▶ [WHAT IS REQUIRED] Copy out each line below exactly as it appears.

(Entries taken from a collection)
★ ★ ★ ★ ★ ★ ★

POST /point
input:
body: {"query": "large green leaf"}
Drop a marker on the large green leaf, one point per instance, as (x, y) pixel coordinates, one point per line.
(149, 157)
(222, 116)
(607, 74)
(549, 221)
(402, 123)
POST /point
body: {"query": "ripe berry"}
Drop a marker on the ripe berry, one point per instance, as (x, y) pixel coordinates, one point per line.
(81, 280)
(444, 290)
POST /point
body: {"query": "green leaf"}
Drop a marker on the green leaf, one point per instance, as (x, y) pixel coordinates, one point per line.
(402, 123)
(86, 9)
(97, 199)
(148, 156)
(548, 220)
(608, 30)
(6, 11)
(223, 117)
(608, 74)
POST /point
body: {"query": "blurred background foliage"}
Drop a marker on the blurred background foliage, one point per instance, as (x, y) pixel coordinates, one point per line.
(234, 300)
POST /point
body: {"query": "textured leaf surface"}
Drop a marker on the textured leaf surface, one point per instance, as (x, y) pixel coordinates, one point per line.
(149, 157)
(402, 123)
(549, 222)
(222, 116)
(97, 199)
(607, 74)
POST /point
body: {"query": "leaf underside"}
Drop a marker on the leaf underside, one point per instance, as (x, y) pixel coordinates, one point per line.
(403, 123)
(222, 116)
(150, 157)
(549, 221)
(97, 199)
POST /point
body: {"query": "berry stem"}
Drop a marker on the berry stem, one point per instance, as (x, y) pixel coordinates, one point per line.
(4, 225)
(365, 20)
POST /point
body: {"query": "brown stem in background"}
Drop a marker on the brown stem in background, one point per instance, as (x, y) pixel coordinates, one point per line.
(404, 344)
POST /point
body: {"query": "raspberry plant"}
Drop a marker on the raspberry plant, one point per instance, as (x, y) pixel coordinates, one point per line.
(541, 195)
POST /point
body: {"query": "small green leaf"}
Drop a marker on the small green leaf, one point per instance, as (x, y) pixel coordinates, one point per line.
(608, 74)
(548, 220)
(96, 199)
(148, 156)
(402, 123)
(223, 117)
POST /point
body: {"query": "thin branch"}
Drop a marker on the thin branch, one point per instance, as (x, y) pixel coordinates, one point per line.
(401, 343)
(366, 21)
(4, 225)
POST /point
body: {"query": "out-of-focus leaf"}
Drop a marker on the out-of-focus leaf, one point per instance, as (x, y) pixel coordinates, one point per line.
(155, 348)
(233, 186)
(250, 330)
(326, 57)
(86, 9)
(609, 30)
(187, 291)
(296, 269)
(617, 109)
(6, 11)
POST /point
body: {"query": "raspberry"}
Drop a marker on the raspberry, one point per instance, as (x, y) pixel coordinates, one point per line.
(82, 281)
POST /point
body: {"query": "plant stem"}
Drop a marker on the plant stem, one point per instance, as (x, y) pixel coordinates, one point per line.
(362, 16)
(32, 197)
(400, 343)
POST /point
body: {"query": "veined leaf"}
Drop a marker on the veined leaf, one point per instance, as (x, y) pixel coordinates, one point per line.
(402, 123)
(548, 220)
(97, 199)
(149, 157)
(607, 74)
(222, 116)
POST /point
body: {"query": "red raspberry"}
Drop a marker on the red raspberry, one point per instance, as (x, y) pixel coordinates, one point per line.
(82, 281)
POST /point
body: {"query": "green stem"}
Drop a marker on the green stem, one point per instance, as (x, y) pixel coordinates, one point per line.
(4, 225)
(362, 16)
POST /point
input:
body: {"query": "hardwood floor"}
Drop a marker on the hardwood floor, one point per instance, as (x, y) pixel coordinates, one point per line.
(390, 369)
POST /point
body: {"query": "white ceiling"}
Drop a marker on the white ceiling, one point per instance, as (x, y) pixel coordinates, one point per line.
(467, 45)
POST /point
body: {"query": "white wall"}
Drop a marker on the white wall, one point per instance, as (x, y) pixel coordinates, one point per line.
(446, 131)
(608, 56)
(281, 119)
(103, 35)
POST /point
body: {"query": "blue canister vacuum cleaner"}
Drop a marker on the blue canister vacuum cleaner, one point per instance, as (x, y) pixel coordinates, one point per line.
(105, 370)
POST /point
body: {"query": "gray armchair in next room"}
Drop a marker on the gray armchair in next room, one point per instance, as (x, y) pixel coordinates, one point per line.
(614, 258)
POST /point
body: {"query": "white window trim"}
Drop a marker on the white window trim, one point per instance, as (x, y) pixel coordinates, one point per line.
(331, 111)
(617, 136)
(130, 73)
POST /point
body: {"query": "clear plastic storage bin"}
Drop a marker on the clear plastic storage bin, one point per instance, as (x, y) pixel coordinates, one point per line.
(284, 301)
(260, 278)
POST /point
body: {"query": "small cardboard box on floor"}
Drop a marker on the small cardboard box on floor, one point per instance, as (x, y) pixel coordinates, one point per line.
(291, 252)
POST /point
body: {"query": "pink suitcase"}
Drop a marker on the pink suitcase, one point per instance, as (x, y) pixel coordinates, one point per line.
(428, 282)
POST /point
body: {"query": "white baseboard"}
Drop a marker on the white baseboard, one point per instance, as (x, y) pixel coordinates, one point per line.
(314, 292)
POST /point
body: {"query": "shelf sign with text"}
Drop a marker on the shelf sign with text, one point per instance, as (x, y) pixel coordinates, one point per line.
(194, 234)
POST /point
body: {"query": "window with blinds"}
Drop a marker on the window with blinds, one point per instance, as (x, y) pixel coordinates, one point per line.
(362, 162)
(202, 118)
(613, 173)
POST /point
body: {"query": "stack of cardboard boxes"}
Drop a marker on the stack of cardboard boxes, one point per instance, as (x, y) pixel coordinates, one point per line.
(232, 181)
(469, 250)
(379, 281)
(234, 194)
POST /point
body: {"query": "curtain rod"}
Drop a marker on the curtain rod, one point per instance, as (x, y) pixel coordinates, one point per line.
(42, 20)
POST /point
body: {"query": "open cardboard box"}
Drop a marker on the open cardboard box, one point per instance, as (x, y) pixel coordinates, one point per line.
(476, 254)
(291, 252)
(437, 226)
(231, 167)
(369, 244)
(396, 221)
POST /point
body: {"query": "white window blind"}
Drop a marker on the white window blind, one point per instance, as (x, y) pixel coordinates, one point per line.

★ ★ ★ ★ ★ ★ ★

▶ [RESULT BELOW]
POST /point
input:
body: {"query": "large green leaf"}
Drop a marker on the large green leaf, one point per instance, as (x, y) pixel coordinates, one point per line.
(149, 157)
(222, 116)
(607, 74)
(549, 221)
(402, 123)
POST /point
body: {"query": "ripe berry"}
Drop a marker on the ripe berry, one point per instance, as (x, y) pixel coordinates, one point per line.
(81, 280)
(444, 290)
POST /point
body: {"query": "green leaf"}
Drop a marker on the green leaf, one point per instance, as (x, y) pixel coordinates, one point per line.
(402, 123)
(86, 9)
(97, 199)
(148, 156)
(548, 220)
(608, 30)
(6, 11)
(223, 117)
(608, 74)
POST /point
body: {"query": "blurred background foliage"}
Drop a marker on the blurred background foliage, one point per instance, as (x, y) pixel coordinates, one point per line.
(234, 300)
POST /point
body: {"query": "textured leaf surface"}
Drop a marker on the textured leaf surface, one point per instance, as (x, y) pixel coordinates, one point per line.
(149, 157)
(402, 123)
(549, 222)
(222, 116)
(97, 199)
(607, 74)
POST /point
body: {"query": "leaf underside"}
Drop a marker on the leaf underside, one point per instance, as (x, y) pixel coordinates, one point per line.
(403, 123)
(222, 116)
(150, 157)
(549, 221)
(97, 199)
POST /point
body: {"query": "berry stem"}
Drop a marker on the berry stem, one point per instance, as (x, y) pixel coordinates, one point per line.
(4, 225)
(365, 20)
POST /point
body: {"query": "brown stem in background"}
Drop a marker on the brown stem in background, one point per instance, as (x, y) pixel coordinates, one point per line.
(404, 344)
POST /point
body: {"query": "raspberry plant"}
Drop a marker on the raspberry plant, one point per instance, as (x, y) pixel coordinates, one point per line.
(541, 195)
POST /point
body: {"query": "small green leaf"}
Drop a marker on the small green leaf, one point per instance, as (x, y) pixel coordinates, one point per line.
(608, 74)
(548, 220)
(96, 199)
(148, 156)
(402, 123)
(223, 117)
POST /point
body: {"query": "thin branch"}
Drop a marker on the thin branch, one point per instance, as (x, y) pixel coordinates, one point per line.
(401, 343)
(366, 21)
(4, 225)
POST /point
body: {"query": "out-of-focus leaf"}
Drop a marker on the out-of-focus leaf, one point per instance, as (x, y) pixel coordinates, one point per line.
(155, 348)
(233, 186)
(250, 330)
(326, 57)
(86, 9)
(609, 30)
(187, 291)
(296, 269)
(617, 109)
(6, 11)
POST /point
body: {"query": "raspberry"}
Drop a marker on the raspberry, one point per instance, as (x, y) pixel coordinates, one point per line.
(82, 281)
POST /point
body: {"query": "plant stem"}
Drop a marker on the plant stem, one point per instance, as (x, y) pixel coordinates, one point per line.
(362, 16)
(32, 197)
(400, 343)
POST /point
body: {"query": "veined leaf"}
Drop a marker on the veined leaf, one point per instance, as (x, y) pixel coordinates, one point per line.
(402, 123)
(548, 220)
(97, 199)
(149, 157)
(607, 74)
(222, 116)
POST /point
body: {"query": "red raspberry"}
Drop a marker on the red raspberry, one point per instance, as (x, y) pixel coordinates, one point per line.
(82, 281)
POST /point
body: {"query": "green stem"}
Drop a marker on the green stem, one point per instance, as (x, y) pixel coordinates, one point per line.
(4, 225)
(362, 16)
POST /point
input:
body: {"query": "hardwood floor"}
Drop a marker on the hardwood floor, one point per instance, as (x, y) pixel coordinates, one point per line.
(390, 369)
POST /point
body: {"query": "white ceiling"}
Drop a marker on the white ceiling, one point per instance, as (x, y) pixel coordinates, one point per line.
(467, 45)
POST /point
body: {"query": "white wall"}
Drop a marker on the white wall, one point per instance, as (x, y) pixel coordinates, one point per line.
(446, 131)
(608, 56)
(281, 119)
(103, 35)
POST /point
body: {"query": "blue canister vacuum cleaner"}
Drop a marker on the blue canister vacuum cleaner, one point per instance, as (x, y) pixel coordinates, one point per line.
(105, 370)
POST /point
body: {"query": "gray armchair in next room"}
Drop a marker on the gray armchair in next room, one point per instance, as (x, y) pixel coordinates, one point per line.
(614, 258)
POST /point
body: {"query": "white window trim"}
Drop a marker on the white window trim, one point per instance, as (x, y) pixel coordinates, one point per line.
(331, 111)
(617, 136)
(130, 73)
POST /point
body: {"query": "clear plastic storage bin"}
Drop a marker on the clear plastic storage bin, one point per instance, as (x, y) pixel coordinates, one point per line.
(284, 301)
(260, 278)
POST /point
body: {"query": "small cardboard box on floor"}
Drop a marker on the small cardboard box on floor, one point per instance, as (x, y) pixel coordinates, one point per line.
(291, 252)
POST /point
body: {"query": "pink suitcase"}
Drop a marker on the pink suitcase, one point per instance, as (x, y) pixel coordinates, one point per line.
(428, 282)
POST /point
body: {"query": "white baseboard"}
Drop a marker on the white baseboard, one point per instance, as (x, y) pixel coordinates, one point per line.
(314, 292)
POST /point
body: {"query": "shelf sign with text"}
Drop a marker on the shelf sign with text, one point per instance, as (x, y) pixel coordinates, one point per line.
(194, 234)
POST /point
body: {"query": "window with blinds"}
Drop a marker on the window with blinds, one point per instance, as (x, y) pixel coordinates, one point per line.
(362, 162)
(202, 118)
(613, 173)
POST /point
body: {"query": "stack of cardboard boxes"}
Drop a marker on the stack of cardboard boxes, one point per instance, as (x, y) pixel coordinates, one point per line.
(232, 181)
(469, 250)
(379, 281)
(234, 194)
POST /point
body: {"query": "curtain rod"}
Drop a marker on the curtain rod, one point per instance, as (x, y) pixel coordinates, one point per line.
(42, 20)
POST /point
body: {"query": "open cardboard box"}
Drop a marker on the open cardboard box, one point per instance, as (x, y) pixel coordinates, one point per line.
(476, 254)
(291, 252)
(437, 226)
(231, 167)
(369, 244)
(396, 221)
POST /point
body: {"query": "white window blind"}
Drop a marker on the white window blind, one point per instance, as (x, y) pixel coordinates, one point per line.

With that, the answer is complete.